- AIM -
Find each line of the records that contains the string "yellow", matching case exactly, and copy every such line.

------ RECORDS SUPPLIED

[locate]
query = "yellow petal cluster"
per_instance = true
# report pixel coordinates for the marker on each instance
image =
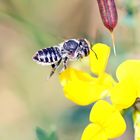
(106, 122)
(82, 88)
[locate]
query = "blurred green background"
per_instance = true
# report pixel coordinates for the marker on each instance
(32, 108)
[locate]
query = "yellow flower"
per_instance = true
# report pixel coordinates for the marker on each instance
(84, 89)
(106, 122)
(125, 92)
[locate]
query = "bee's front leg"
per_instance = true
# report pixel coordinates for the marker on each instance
(54, 67)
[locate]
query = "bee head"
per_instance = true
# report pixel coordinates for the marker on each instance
(85, 47)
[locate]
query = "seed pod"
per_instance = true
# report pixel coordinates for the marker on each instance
(108, 13)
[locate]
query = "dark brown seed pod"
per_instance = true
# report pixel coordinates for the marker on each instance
(108, 13)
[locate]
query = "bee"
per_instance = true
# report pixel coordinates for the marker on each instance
(69, 50)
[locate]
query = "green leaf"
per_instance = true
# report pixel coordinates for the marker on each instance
(42, 135)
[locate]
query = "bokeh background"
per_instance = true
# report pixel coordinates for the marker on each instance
(32, 108)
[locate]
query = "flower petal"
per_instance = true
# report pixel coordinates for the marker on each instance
(98, 66)
(83, 89)
(124, 94)
(108, 118)
(94, 132)
(130, 68)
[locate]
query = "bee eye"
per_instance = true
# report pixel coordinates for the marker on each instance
(70, 45)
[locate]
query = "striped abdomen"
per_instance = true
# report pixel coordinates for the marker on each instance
(47, 55)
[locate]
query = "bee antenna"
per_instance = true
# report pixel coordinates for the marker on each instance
(94, 53)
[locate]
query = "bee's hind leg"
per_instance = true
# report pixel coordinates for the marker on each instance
(54, 67)
(65, 61)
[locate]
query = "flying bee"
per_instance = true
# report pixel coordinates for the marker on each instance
(69, 50)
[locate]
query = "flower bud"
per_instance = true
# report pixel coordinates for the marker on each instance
(108, 13)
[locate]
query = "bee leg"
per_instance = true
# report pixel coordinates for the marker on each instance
(54, 67)
(64, 64)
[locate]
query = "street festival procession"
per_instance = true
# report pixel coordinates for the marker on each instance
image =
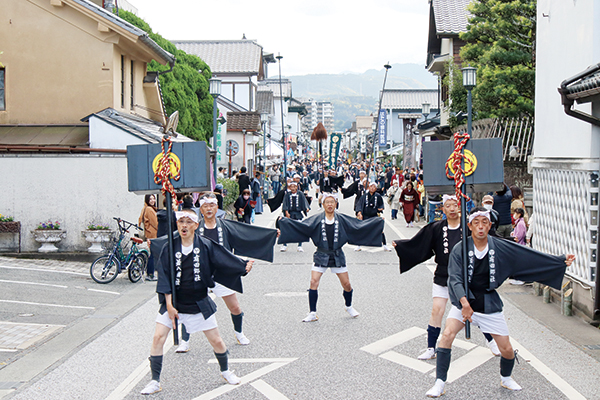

------------

- FULL RESPONSE -
query = "yellow petal cluster"
query = "yellow flower"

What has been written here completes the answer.